> [TASK GOAL] Report every line in the material below that contains the word "spot", matching case exactly. Copy each such line as it appears.

======== DATASET ROWS ========

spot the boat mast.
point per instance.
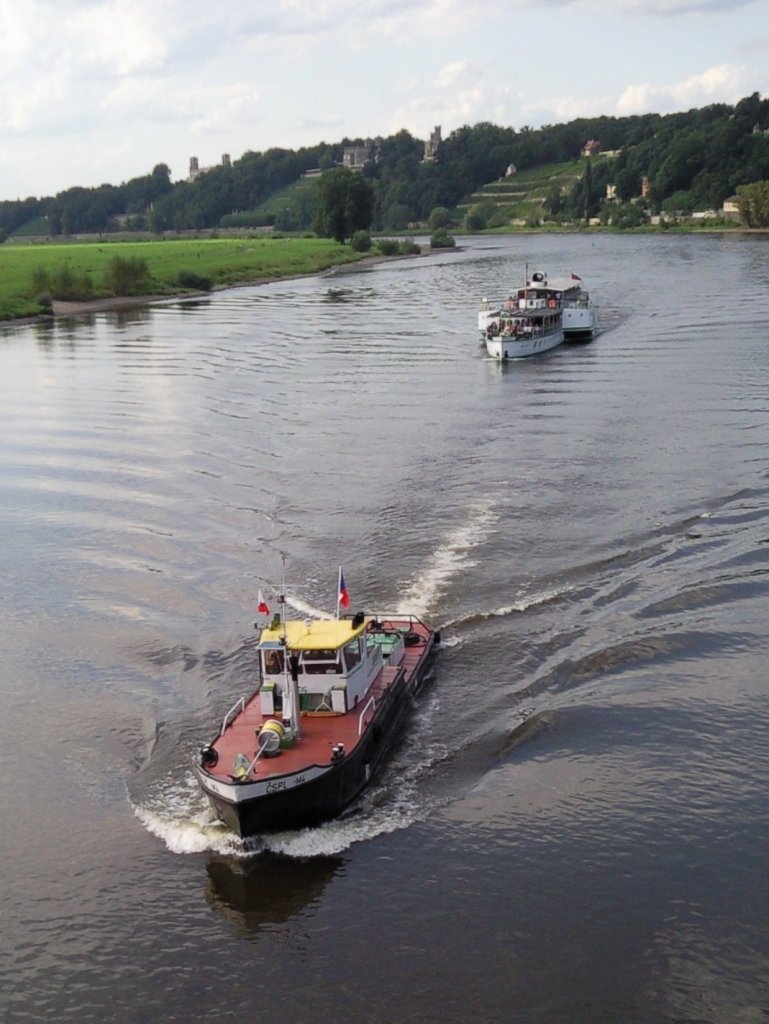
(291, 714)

========
======== DATASET ROWS ========

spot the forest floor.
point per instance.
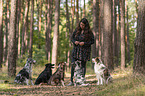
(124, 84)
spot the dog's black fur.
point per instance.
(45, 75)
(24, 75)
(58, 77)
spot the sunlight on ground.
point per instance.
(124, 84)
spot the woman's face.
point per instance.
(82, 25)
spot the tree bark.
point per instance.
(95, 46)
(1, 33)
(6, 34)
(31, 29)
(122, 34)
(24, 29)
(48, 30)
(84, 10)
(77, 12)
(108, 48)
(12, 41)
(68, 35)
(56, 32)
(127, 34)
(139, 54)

========

> [RIGHT ANSWER]
spot the boat mast.
spot the forest floor.
spot the dog's black fur.
spot the sunlight on ground.
spot the woman's face.
spot the tree bark.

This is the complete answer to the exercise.